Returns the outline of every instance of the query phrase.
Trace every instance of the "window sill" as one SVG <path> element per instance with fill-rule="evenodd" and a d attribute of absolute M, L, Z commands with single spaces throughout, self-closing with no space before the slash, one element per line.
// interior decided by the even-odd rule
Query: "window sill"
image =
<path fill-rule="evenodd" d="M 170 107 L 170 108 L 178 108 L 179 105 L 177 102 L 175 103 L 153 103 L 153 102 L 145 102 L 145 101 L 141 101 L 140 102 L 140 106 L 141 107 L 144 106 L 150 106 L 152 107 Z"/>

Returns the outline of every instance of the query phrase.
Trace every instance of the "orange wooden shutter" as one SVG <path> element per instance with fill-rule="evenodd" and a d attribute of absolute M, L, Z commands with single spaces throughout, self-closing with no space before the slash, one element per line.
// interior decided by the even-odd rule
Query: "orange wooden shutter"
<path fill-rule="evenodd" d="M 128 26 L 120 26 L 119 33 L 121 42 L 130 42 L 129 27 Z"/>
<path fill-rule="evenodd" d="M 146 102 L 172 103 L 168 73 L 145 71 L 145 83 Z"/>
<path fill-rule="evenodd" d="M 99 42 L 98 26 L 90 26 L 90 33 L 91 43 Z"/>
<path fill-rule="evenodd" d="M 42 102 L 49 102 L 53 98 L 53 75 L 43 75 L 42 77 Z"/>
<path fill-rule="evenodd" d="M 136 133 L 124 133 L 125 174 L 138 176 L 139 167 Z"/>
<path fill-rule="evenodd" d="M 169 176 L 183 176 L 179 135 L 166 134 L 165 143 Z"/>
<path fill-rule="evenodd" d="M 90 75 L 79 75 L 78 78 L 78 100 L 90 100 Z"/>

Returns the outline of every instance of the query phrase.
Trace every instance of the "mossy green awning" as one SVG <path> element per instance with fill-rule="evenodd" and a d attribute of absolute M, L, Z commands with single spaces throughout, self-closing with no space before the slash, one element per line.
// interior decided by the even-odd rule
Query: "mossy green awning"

______________________________

Quote all of the items above verbatim, reproducing every line without any change.

Returns the outline of every instance of the query phrase.
Trace every instance of the "window sill" as one SVG <path> element per instance with fill-rule="evenodd" and a d attribute of absolute M, L, Z commands with single spaces throughout, self-closing with no space before the slash, one element per line.
// interior decided by the even-odd rule
Query: "window sill"
image =
<path fill-rule="evenodd" d="M 170 107 L 170 108 L 178 108 L 179 105 L 177 102 L 175 103 L 153 103 L 153 102 L 145 102 L 145 101 L 141 101 L 140 102 L 140 106 L 141 107 L 144 106 L 150 106 L 152 107 Z"/>

Returns the outline of every instance of the query phrase.
Trace every instance of the "orange wooden shutter" as one SVG <path> element per instance with fill-rule="evenodd" and a d attribute of absolute M, L, Z commands with single spaces throughout, self-closing with no space before the slash, one element per line.
// interior decided by the even-odd rule
Query: "orange wooden shutter"
<path fill-rule="evenodd" d="M 128 26 L 120 26 L 119 33 L 121 42 L 130 42 L 129 27 Z"/>
<path fill-rule="evenodd" d="M 146 102 L 172 103 L 168 73 L 145 71 L 145 83 Z"/>
<path fill-rule="evenodd" d="M 99 42 L 98 26 L 90 26 L 90 33 L 91 43 Z"/>
<path fill-rule="evenodd" d="M 42 102 L 49 102 L 53 98 L 53 75 L 43 75 L 42 77 Z"/>
<path fill-rule="evenodd" d="M 136 133 L 124 133 L 125 174 L 138 176 L 139 167 Z"/>
<path fill-rule="evenodd" d="M 169 176 L 183 176 L 179 135 L 166 134 L 165 143 Z"/>
<path fill-rule="evenodd" d="M 90 75 L 79 75 L 78 78 L 78 100 L 90 100 Z"/>

Returns the outline of every instance of the query phrase.
Trace every instance of the "mossy green awning" as one SVG <path> element per instance with fill-rule="evenodd" and a d attribute of absolute M, L, Z commands with single spaces throughout, self-closing with no space before the slash, one element per line.
// interior decided by the even-odd rule
Query: "mossy green awning"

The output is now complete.